:: SUPPLIED ENTRIES ::

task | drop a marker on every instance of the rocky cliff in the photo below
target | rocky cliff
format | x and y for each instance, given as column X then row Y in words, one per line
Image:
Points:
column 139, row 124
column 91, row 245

:::

*EXERCISE AIM*.
Repeat all of the records above exactly as written.

*EXERCISE SOLUTION*.
task | drop a marker on every instance of the rocky cliff in the photo below
target | rocky cliff
format | x and y for each instance, given as column X then row Y in words, one per line
Image:
Points:
column 139, row 124
column 91, row 245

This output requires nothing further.